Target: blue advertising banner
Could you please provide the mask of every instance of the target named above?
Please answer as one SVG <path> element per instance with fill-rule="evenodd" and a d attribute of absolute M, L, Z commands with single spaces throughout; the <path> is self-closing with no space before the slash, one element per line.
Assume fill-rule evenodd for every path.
* * * *
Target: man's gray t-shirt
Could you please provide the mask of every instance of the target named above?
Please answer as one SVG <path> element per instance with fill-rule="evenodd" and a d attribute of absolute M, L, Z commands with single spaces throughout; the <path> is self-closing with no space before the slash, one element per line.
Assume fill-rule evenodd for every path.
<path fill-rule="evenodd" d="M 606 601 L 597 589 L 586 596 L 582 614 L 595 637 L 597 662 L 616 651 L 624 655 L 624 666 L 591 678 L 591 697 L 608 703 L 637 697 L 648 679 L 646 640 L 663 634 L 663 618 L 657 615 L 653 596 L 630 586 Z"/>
* * * *
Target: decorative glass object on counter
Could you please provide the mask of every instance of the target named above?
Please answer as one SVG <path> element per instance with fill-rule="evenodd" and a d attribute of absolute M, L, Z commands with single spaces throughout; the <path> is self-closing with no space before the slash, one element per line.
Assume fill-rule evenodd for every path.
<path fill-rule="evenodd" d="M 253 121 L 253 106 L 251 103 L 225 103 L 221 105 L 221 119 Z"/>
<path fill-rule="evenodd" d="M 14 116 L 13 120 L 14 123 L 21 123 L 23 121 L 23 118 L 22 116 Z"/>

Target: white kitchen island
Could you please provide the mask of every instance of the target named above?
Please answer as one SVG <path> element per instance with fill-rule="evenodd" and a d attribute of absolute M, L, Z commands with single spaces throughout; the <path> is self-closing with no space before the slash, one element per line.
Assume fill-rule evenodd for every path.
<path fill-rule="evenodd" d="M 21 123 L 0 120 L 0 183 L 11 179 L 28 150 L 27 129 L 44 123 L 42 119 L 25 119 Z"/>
* * * *
### Task details
Turn the rows starting at the line that contains "Target: decorative glass object on counter" and ending at the line that contains "123 L 0 120" into a two-column CSV with the headers input and output. Give one CSV line per row, with its text and its answer each in a single quoted field and line breaks replaced by spaces.

### Answer in full
input,output
"Target: decorative glass object on counter Could you please provide the mask of every instance of the target named above? Please answer as one SVG <path> element per instance with fill-rule=""evenodd"" and a d attribute of absolute M, L, Z commands with single spaces throughout; the <path> is self-closing with no space before the slash, one element per line. Assume fill-rule evenodd for every path.","<path fill-rule=""evenodd"" d=""M 253 121 L 253 106 L 251 103 L 225 103 L 221 105 L 221 119 Z""/> <path fill-rule=""evenodd"" d=""M 14 116 L 13 120 L 14 123 L 21 123 L 23 121 L 23 118 L 22 116 Z""/>"
"Target: white kitchen island Could you please provide the mask of every instance of the target named above? Please answer as one SVG <path> element per instance with fill-rule=""evenodd"" and a d attribute of absolute M, L, Z commands with single spaces throughout; the <path> is self-closing with no space before the slash, one element per line. Assume fill-rule evenodd for every path.","<path fill-rule=""evenodd"" d=""M 21 123 L 0 120 L 0 183 L 11 179 L 28 150 L 27 129 L 44 123 L 42 119 L 25 119 Z""/>"